### [WORK TO COMPLETE]
Transcribe the material word for word, but without the images.

### [ENTRIES]
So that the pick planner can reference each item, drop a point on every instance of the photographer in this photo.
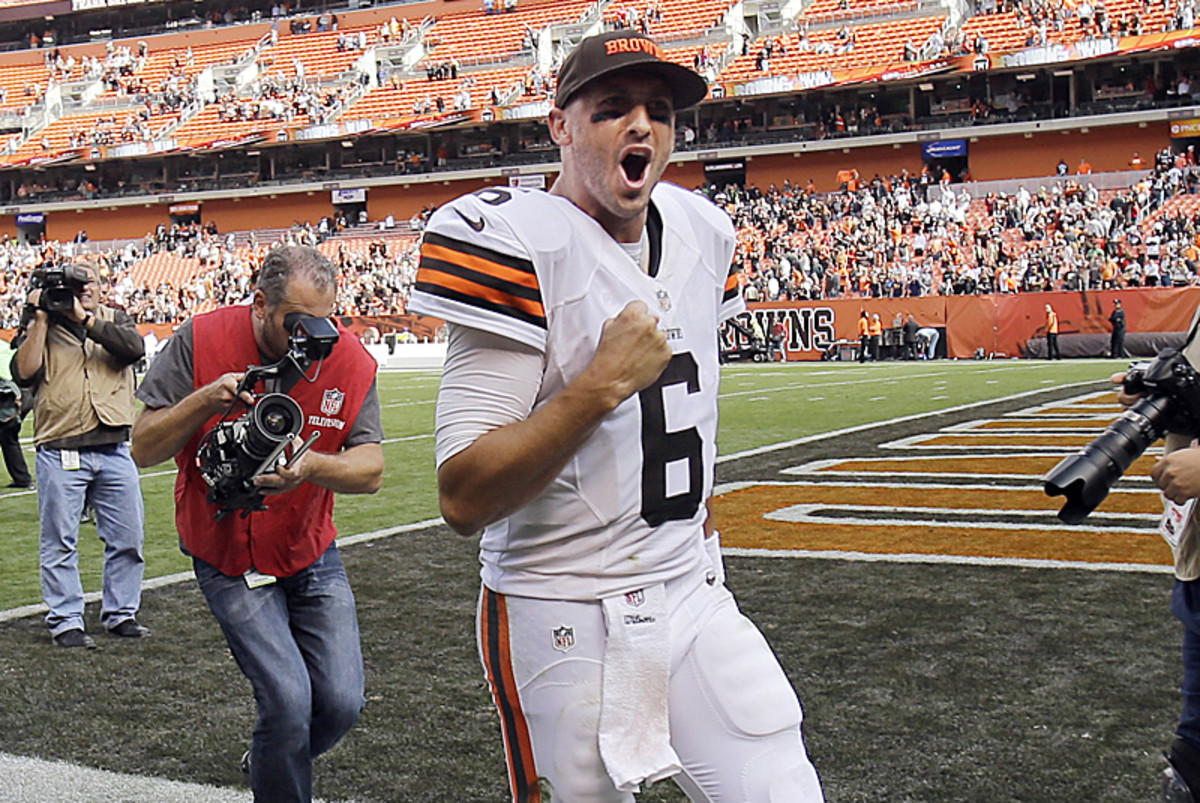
(1177, 475)
(77, 355)
(273, 576)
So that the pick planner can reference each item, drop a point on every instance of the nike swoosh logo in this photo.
(475, 225)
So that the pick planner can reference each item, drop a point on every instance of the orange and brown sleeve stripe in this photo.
(498, 659)
(731, 286)
(483, 277)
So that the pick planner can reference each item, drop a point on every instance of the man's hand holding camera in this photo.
(221, 393)
(288, 475)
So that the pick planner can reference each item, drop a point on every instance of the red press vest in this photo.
(297, 527)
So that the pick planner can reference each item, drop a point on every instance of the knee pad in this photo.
(747, 685)
(796, 783)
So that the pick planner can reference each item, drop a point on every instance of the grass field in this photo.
(951, 682)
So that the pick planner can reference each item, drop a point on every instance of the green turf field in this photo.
(939, 683)
(761, 405)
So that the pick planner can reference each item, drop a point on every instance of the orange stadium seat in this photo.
(875, 43)
(389, 102)
(474, 37)
(679, 19)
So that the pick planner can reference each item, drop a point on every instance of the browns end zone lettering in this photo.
(808, 328)
(630, 45)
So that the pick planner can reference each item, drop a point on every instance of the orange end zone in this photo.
(741, 515)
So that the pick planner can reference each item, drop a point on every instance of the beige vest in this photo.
(84, 387)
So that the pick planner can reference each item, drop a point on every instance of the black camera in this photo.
(1170, 390)
(60, 286)
(234, 453)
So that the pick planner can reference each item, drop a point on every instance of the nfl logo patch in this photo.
(564, 637)
(331, 402)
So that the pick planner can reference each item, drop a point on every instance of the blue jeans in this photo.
(107, 479)
(297, 640)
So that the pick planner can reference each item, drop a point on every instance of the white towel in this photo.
(635, 733)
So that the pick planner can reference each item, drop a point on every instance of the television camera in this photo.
(1170, 390)
(235, 451)
(60, 286)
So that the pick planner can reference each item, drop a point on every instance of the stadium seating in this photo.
(474, 37)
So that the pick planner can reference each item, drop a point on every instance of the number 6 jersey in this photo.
(628, 510)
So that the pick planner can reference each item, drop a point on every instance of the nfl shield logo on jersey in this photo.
(331, 402)
(564, 637)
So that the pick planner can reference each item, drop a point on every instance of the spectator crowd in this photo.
(901, 235)
(907, 235)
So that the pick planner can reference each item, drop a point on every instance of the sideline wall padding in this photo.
(999, 324)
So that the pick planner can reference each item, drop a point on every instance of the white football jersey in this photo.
(628, 510)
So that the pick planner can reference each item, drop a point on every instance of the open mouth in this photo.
(634, 165)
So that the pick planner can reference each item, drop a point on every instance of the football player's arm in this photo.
(510, 465)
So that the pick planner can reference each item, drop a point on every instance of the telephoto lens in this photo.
(1086, 478)
(274, 419)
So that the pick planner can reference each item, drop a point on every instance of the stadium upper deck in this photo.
(337, 96)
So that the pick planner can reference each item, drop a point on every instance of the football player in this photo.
(576, 427)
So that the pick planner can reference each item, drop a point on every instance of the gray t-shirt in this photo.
(171, 379)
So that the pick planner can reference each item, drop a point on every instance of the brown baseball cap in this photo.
(607, 54)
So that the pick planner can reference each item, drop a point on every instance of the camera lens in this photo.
(1085, 478)
(274, 419)
(275, 423)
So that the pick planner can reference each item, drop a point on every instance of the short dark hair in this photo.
(281, 264)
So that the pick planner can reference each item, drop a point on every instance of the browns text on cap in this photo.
(606, 54)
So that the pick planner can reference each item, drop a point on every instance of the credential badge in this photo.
(331, 402)
(564, 637)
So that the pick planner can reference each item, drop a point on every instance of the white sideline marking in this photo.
(901, 419)
(951, 559)
(36, 780)
(859, 481)
(807, 514)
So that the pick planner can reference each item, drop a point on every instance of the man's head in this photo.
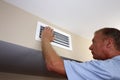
(106, 43)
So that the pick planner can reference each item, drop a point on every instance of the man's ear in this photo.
(109, 43)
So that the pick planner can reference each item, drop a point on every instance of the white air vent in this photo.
(62, 39)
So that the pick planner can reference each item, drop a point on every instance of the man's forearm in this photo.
(52, 60)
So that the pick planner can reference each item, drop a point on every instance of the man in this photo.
(105, 49)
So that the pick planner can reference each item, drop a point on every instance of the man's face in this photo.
(98, 47)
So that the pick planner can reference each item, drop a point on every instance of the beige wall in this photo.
(19, 27)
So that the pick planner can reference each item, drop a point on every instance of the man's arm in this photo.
(53, 61)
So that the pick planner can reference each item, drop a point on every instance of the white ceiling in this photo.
(81, 17)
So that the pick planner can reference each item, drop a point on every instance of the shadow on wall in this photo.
(22, 60)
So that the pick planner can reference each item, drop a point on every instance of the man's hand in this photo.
(47, 34)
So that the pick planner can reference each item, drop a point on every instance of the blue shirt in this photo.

### [ANSWER IN FULL]
So that the pick planner can reference each item, drop a point on every instance of the photographer in this photo.
(1177, 475)
(77, 355)
(273, 576)
So that the pick planner can reference each item, drop a point on every instance of the nike swoosh logo in this photo.
(475, 225)
So that the pick planner can reference each item, drop a point on every instance of the orange and brown sleeve stripe in this photo.
(498, 659)
(731, 286)
(483, 277)
So that the pick planner can reference each item, drop a point on every instance of the man's hand holding camera in this photo.
(221, 393)
(288, 475)
So that the pick planner can reference each item, drop a point on every instance of the red press vest in this photo.
(297, 527)
So that the pick planner can reference each item, drop a point on every instance of the knee pad in this photo.
(747, 685)
(796, 783)
So that the pick planner can reference each item, drop a point on every instance of the grass field in this photo.
(951, 682)
So that the pick planner can reference each item, drop a point on every instance of the green turf field in this photo.
(939, 683)
(761, 405)
So that the pick planner can reference each item, drop a point on every instance of the orange stadium seat in this photo.
(875, 43)
(389, 102)
(474, 37)
(679, 19)
So that the pick planner can reference each item, drop a point on every instance of the browns end zone lettering in this photo.
(808, 328)
(630, 45)
So that the pick planner can reference each item, drop a point on every instance of the orange end zone in this photo.
(741, 515)
So that the pick planner can reference each item, drop a point on every instance of the beige vest in this photo.
(84, 387)
So that the pick planner can reference each item, drop a point on every instance of the black camera in this photo.
(1170, 390)
(60, 286)
(234, 453)
So that the pick planner can reference each item, drop a point on every instance of the nfl logo patch in this photo.
(564, 637)
(331, 402)
So that the pick planner can reference each item, drop a point on every instance of the blue jeans in this photo.
(107, 479)
(297, 640)
So that the pick planner can reference each item, drop a point on every instance of the white towel in this photo.
(635, 733)
So that the pick planner can reference each item, drop a point on every instance of the television camera in this photo.
(1170, 390)
(235, 451)
(60, 286)
So that the pick planner can reference each item, drop a point on every instance of the stadium seating in this photo.
(474, 37)
So that the pick planner can reference each item, drop a point on every instance of the number 6 jersey in this photo.
(628, 510)
So that the pick planner can reference each item, drop a point on every instance of the nfl shield logo on jersey in this photo.
(331, 402)
(564, 637)
So that the pick planner can reference each item, drop a point on every instance of the spectator crowd in this photo.
(901, 235)
(907, 235)
So that the pick planner can reference each item, drop a point on every instance of the sideline wall padding in this photo.
(999, 324)
So that the pick planner can reference each item, drop a point on every instance of the white football jersey in this photo.
(628, 510)
So that the pick planner can reference each item, drop a point on every instance of the open mouth in this photo.
(634, 165)
So that the pick planner can reference each item, drop a point on every instance of the football player's arm in this photo.
(510, 465)
So that the pick planner can reference each item, drop a point on every instance of the telephoto lens in this photo.
(1086, 478)
(274, 419)
So that the pick planner can reference each item, drop a point on every instance of the stadium upper deck in this photo.
(337, 96)
So that the pick planner can reference each item, drop a point on every instance of the football player in this photo.
(576, 427)
So that the pick planner can reference each item, drop a point on every instance of the gray t-shirt in this photo.
(171, 379)
So that the pick planner can reference each item, drop a point on every instance of the brown baseball cap in this photo.
(607, 54)
So that the pick planner can reference each item, drop a point on every instance of the camera lens in this photo.
(1085, 478)
(274, 419)
(275, 423)
So that the pick planner can reference each item, drop a point on every instance of the short dark hair in this photo.
(281, 264)
So that the pick planner can reference each item, drop a point on every instance of the browns text on cap in this photo.
(606, 54)
So that the pick planner can reference each item, drop a point on every instance of the credential badge in this photo.
(331, 402)
(564, 637)
So that the pick planner can reference each item, drop a point on every instance of the white sideline marking in this photo.
(901, 419)
(951, 559)
(36, 780)
(859, 481)
(807, 514)
So that the pick planner can reference each item, drop a point on every instance of the man's head in this photo.
(106, 43)
So that the pick planner can reference each item, drop a point on every instance of the man's ear in this photo.
(109, 43)
So that the pick planner can reference each item, drop a point on every instance of the white air vent in this photo.
(62, 39)
So that the pick planner can reference each item, drop a point on every instance of the man's forearm in this photo.
(52, 60)
So that the pick planner can reference each item, drop a point on every instance of the man in this photo.
(105, 49)
So that the pick planner can reference each item, drop a point on every instance of the man's face in this photo.
(98, 47)
So that the pick planner can reference each item, drop a point on every instance of the beige wall in this photo.
(19, 27)
So that the pick planner can reference each item, drop a point on every instance of the man's arm in this photo.
(53, 61)
So that the pick planner can reference each item, drop a point on every instance of the white ceiling in this photo.
(81, 17)
So that the pick planner can reference each item, drop a point on every instance of the shadow on wall in this photo.
(22, 60)
So that the pick planner can reference each item, drop a point on every instance of the man's hand in this photo.
(47, 34)
So that the pick planner can reference each item, drop a point on every instance of the blue shirt in this photo.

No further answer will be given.